However, we just miss one - a low floor 2300 Orion. We expect to wait 10 minutes, but at 2:58, we get the pleasant suprise of bus #2221 (Orion) coming south as the next #42. As we usually do this on a Weekday, we get the pleasant surprise of a nearly empty bus - a welcome departure from the usual capacity loads. Our ride on this is brief but vital. It is walkable to Dupont Circle, but in our condition now, the $1.25 is well worth it, as we're on the down escalator at 3:04pm.






The last couple times I rode the #42 (on a weekday) it was swamped - what a nice change!






Down on of Metro's famous "Stairways to Heaven."

After getting a new farecard and tagging on an extra nickel to give us a souvenir, we head to the platform and find our next train should be here in 4 minutes. Indeed it is, and once again, we're on our way. The train gets crowded for a brief bit, but again is a welcome change from the usual weekdays of near crush loads. Both of our METRO trains consisted of the older cars with the orange interiors - didn't bother to get car numbers, but seem to remember one being in the 3000s.

At 3:21, we alight the METRO at Union, and my companion, despite being full from Watt, picks up some Pretzel sticks and a Fruit Punch from Auntie Anne's in Union Station. We find our train to be listed at F18, and make our way to the boarding area, passing another waiting area with what looks like over 100 people waiting to board the CAPITOL LIMITED (and I assume these to be Coach riders) towards Chicago. Our waiting area is not nearly so crowded, with about 50 people.

DATA SHOWN:

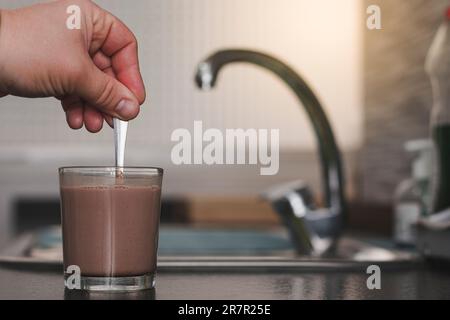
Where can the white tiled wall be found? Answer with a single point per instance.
(319, 38)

STATED TASK A: List every clock time given in the trip report above.
STATED TASK B: Transcribe the part of the trip report that starts at "The last couple" and ends at "in the 3000s.", word for word.

OUTPUT A: 2:58, 3:04pm, 3:21

OUTPUT B:
The last couple times I rode the #42 (on a weekday) it was swamped - what a nice change!






Down on of Metro's famous "Stairways to Heaven."

After getting a new farecard and tagging on an extra nickel to give us a souvenir, we head to the platform and find our next train should be here in 4 minutes. Indeed it is, and once again, we're on our way. The train gets crowded for a brief bit, but again is a welcome change from the usual weekdays of near crush loads. Both of our METRO trains consisted of the older cars with the orange interiors - didn't bother to get car numbers, but seem to remember one being in the 3000s.